Set problem: Turn every line of the records below into a numbered list, skipping blank lines. Leave the pictures out of the list.

Recorded data:
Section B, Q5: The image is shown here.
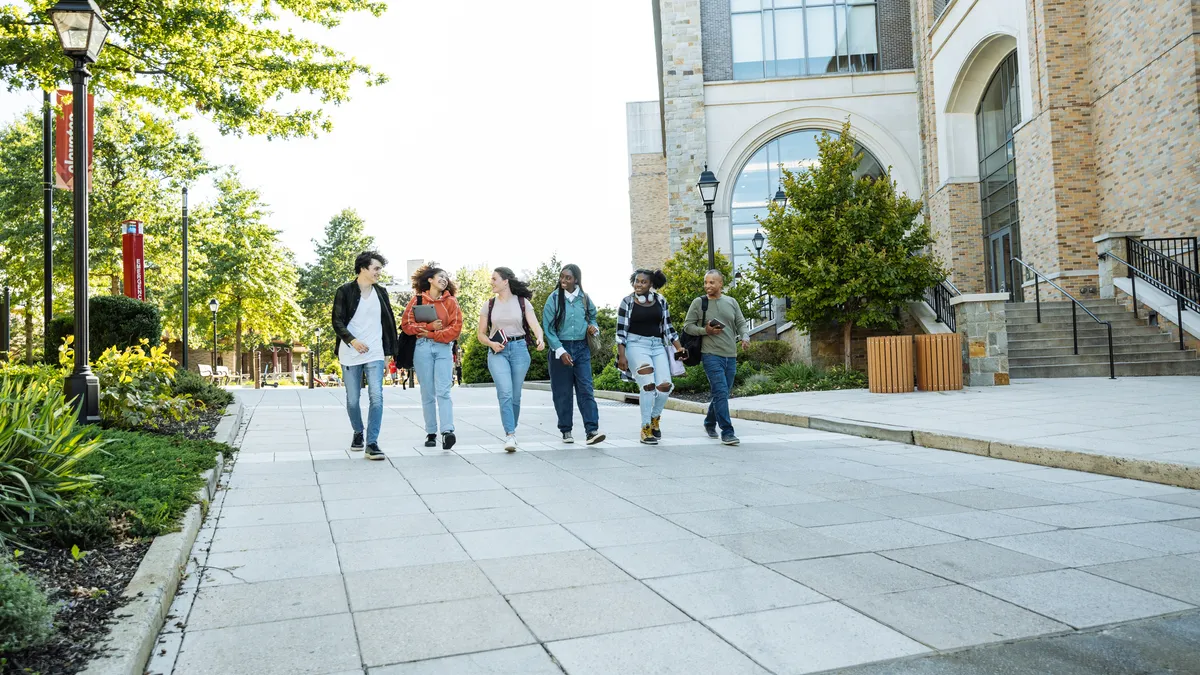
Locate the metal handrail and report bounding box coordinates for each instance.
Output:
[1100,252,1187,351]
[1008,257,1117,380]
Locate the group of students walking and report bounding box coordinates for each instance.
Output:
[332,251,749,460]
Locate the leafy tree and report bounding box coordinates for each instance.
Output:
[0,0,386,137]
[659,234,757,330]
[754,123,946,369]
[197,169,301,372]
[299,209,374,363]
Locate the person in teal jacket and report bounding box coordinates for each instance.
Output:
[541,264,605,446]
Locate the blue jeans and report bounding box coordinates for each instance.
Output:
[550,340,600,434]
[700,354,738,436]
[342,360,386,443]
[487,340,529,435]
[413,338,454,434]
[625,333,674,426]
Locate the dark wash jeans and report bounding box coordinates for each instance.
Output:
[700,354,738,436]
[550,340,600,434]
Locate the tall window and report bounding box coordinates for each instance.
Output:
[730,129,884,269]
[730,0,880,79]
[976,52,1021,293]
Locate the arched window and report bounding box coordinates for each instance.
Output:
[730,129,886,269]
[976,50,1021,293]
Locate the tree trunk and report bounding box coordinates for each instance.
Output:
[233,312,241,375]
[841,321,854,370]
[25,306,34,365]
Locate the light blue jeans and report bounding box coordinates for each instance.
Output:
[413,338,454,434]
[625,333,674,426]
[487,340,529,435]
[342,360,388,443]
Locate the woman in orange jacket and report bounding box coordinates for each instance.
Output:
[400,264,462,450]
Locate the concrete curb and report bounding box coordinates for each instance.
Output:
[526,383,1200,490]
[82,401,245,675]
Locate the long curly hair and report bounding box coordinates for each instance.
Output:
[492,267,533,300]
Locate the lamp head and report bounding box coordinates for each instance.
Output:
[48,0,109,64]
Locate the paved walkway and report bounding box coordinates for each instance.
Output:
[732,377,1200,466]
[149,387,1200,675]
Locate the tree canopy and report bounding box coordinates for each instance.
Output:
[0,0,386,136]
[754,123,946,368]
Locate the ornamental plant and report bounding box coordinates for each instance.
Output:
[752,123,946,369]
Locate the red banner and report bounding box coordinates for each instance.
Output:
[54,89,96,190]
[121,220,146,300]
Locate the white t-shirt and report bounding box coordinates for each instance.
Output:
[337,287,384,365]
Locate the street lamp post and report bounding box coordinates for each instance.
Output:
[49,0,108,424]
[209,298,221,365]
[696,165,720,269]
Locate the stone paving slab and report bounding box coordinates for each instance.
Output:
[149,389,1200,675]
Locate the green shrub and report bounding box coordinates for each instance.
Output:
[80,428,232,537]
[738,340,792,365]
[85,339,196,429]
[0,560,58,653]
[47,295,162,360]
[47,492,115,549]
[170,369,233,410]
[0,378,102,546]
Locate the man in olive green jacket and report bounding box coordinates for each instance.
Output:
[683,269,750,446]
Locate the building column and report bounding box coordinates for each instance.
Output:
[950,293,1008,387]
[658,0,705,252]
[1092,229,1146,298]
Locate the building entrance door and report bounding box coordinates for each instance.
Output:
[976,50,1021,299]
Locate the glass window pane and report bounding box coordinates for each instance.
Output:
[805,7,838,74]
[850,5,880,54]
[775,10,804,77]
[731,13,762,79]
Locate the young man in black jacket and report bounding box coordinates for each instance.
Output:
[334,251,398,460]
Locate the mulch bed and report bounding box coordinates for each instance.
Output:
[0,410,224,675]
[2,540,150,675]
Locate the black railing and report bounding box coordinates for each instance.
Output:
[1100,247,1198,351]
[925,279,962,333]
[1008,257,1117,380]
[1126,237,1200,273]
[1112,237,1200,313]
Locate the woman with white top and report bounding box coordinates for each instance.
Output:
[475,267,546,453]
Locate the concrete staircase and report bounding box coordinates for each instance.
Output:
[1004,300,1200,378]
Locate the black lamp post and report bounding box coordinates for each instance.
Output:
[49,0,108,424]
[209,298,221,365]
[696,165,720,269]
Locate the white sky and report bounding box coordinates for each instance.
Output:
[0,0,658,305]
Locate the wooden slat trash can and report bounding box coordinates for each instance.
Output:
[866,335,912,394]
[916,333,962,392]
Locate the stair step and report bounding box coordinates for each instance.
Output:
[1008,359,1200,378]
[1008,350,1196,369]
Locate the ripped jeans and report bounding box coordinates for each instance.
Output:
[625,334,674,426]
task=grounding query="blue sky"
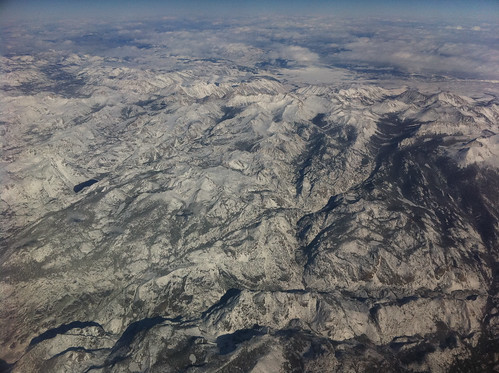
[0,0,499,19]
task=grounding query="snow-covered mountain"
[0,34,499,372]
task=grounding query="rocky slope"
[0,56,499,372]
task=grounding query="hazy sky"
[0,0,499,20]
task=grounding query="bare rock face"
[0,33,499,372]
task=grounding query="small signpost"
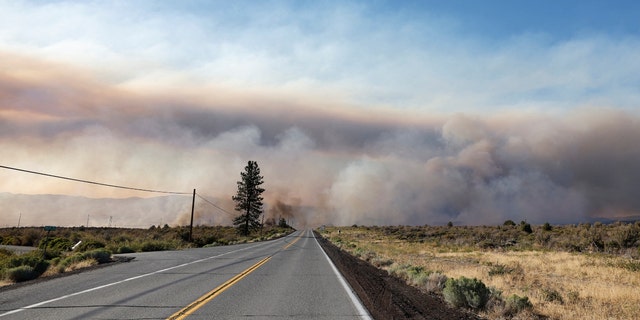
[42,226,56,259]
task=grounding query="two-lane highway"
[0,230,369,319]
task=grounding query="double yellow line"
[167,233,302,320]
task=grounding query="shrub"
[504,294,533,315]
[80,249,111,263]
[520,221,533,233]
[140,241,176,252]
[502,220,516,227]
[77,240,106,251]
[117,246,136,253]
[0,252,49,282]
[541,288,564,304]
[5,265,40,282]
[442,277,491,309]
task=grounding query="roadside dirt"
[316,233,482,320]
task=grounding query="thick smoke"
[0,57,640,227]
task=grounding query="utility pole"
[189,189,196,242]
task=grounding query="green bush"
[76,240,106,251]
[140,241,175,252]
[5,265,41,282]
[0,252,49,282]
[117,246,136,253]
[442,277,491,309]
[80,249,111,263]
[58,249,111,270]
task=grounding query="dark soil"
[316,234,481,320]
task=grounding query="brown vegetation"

Output below:
1. Section B, Q5: The image is shown here.
2. Locate the metal handrail and report bounding box coordinates for each instance.
3. Output:
4. [1100,252,1187,351]
5. [1008,257,1117,380]
6. Locate the group of students walking and report bounding box coordinates for each instance.
7. Output:
8. [332,251,749,460]
9. Locate the leafy tree and report bounding box coordinates for each instance.
10. Output:
11. [0,0,386,137]
12. [659,234,757,330]
13. [754,123,946,369]
14. [197,169,301,372]
15. [299,209,374,363]
16. Locate the person in teal jacket and report bounding box coordinates for each instance.
17. Output:
18. [541,264,605,446]
19. Locate the blue jeans and report bounding box coordinates for each instance.
20. Output:
21. [550,340,600,434]
22. [700,354,738,436]
23. [342,360,386,443]
24. [487,340,529,435]
25. [413,338,454,434]
26. [625,333,674,426]
27. Locate the dark wash jeans and report bounding box coordinates for each instance.
28. Output:
29. [700,354,738,436]
30. [550,340,600,434]
31. Locate the tall window and report bounding box coordinates for each instance.
32. Output:
33. [730,129,884,269]
34. [730,0,880,79]
35. [976,52,1021,293]
36. Locate the arched window and report bounding box coordinates for each instance.
37. Output:
38. [730,129,886,269]
39. [976,50,1021,293]
40. Locate the tree trunk and report bounding box coordinates for each instance.
41. Output:
42. [233,312,241,375]
43. [841,321,854,370]
44. [25,306,34,365]
45. Locate the light blue jeans and report bounding box coordinates for each instance.
46. Output:
47. [413,338,454,434]
48. [625,333,674,426]
49. [487,340,529,435]
50. [342,360,388,443]
51. Locate the woman in orange jacket and report bounding box coordinates for each instance.
52. Output:
53. [400,264,462,450]
54. Locate the concrete curb and report bounding box coordinates for each instance.
55. Output:
56. [526,383,1200,490]
57. [82,401,245,675]
58. Locate the long curly hair and report bounding box coordinates for each instance.
59. Output:
60. [492,267,533,300]
61. Locate the lamp head and report bounding box coordinates for each instance.
62. Output:
63. [48,0,109,64]
64. Locate the paved walkway and report bounding box coordinates for each instance.
65. Output:
66. [732,377,1200,466]
67. [149,387,1200,675]
68. Locate the tree canopy and report bounding box coordinates for each instance.
69. Output:
70. [0,0,386,136]
71. [754,123,946,368]
72. Locate the ornamental plant and report bounding box coordinates for each instance.
73. Output:
74. [752,123,946,369]
75. Locate the red banner and report bounding box coordinates for each instance.
76. Output:
77. [54,89,96,190]
78. [121,220,146,300]
79. Locate the white t-shirt and report bounding box coordinates for each instance.
80. Output:
81. [337,287,384,365]
82. Locate the street lamp post and report bounding box coordinates for each instance.
83. Output:
84. [49,0,108,424]
85. [209,298,221,365]
86. [696,165,720,269]
87. Locate the stone paving slab and report bounding box coordinates for each instance.
88. Output:
89. [149,389,1200,675]
90. Locate the green shrub and report bounding box coordinates for each instance.
91. Output:
92. [80,428,232,537]
93. [738,340,792,365]
94. [85,339,196,429]
95. [0,560,58,653]
96. [47,295,162,360]
97. [47,492,115,549]
98. [170,369,233,410]
99. [0,378,102,546]
100. Locate the man in olive green jacket and report bounding box coordinates for each instance.
101. Output:
102. [683,269,750,446]
103. Locate the building column and report bounding box coordinates for each instance.
104. Output:
105. [950,293,1008,387]
106. [658,0,705,252]
107. [1092,229,1146,298]
108. Locate the building entrance door and report bounding box coordinates for each instance.
109. Output:
110. [976,50,1021,299]
111. Locate the glass window pane and report bounding box coordinates for each instance.
112. Output:
113. [805,7,838,74]
114. [850,5,880,54]
115. [775,10,804,77]
116. [731,13,762,79]
117. Locate the young man in black jacket and report bounding box coordinates for each instance.
118. Output:
119. [334,251,398,460]
120. Locate the mulch bed and report bounding box coordinates for each instance.
121. Output:
122. [0,410,224,675]
123. [2,540,150,675]
124. Locate the black railing and report bounding box coordinates for each instance.
125. Output:
126. [1100,247,1198,351]
127. [925,279,962,333]
128. [1008,257,1117,380]
129. [1126,237,1200,273]
130. [1112,237,1200,313]
131. Locate the woman with white top and report bounding box coordinates for each instance.
132. Output:
133. [475,267,546,453]
134. Locate the concrete staircase and report bounding box coordinates for each instance.
135. Output:
136. [1004,300,1200,378]
137. Locate the black lamp post and report bounding box coordinates for each instance.
138. Output:
139. [49,0,108,424]
140. [209,298,221,365]
141. [696,165,720,269]
142. Locate the white sky and report bounding box coordinates for each instance.
143. Output:
144. [0,0,658,305]
145. Locate the wooden slat trash can and report bounding box coordinates for each instance.
146. Output:
147. [866,335,912,394]
148. [916,333,962,392]
149. Locate the stair step and report bounding box coordinates for each instance.
150. Output:
151. [1008,359,1200,378]
152. [1008,350,1196,369]
153. Locate the ripped jeans and report bounding box coordinates for each instance.
154. Output:
155. [625,334,674,426]
156. task=grounding query="blue sky"
157. [0,0,499,19]
158. task=grounding query="snow-covered mountain"
159. [0,34,499,372]
160. task=grounding query="rocky slope"
161. [0,56,499,372]
162. task=grounding query="hazy sky"
163. [0,0,499,20]
164. task=grounding query="bare rock face"
165. [0,33,499,372]
166. task=grounding query="small signpost"
167. [42,226,56,259]
168. task=grounding query="two-lane highway"
169. [0,230,369,319]
170. task=grounding query="double yellow line"
171. [167,233,302,320]
172. task=grounding query="shrub"
173. [504,294,533,315]
174. [80,249,111,263]
175. [520,221,533,233]
176. [140,241,176,252]
177. [502,220,516,227]
178. [77,240,106,251]
179. [117,246,136,253]
180. [0,252,49,282]
181. [541,288,564,304]
182. [5,265,40,282]
183. [442,277,491,309]
184. task=grounding query="roadside dirt"
185. [316,233,482,320]
186. task=grounding query="thick smoke"
187. [0,57,640,227]
188. task=grounding query="utility pole"
189. [189,189,196,242]
190. task=grounding query="green bush"
191. [76,240,106,251]
192. [140,241,175,252]
193. [5,265,41,282]
194. [0,252,49,282]
195. [117,246,136,253]
196. [442,277,491,309]
197. [80,249,111,263]
198. [58,249,111,270]
199. task=grounding query="dark soil"
200. [316,234,481,320]
201. task=grounding query="brown vegetation"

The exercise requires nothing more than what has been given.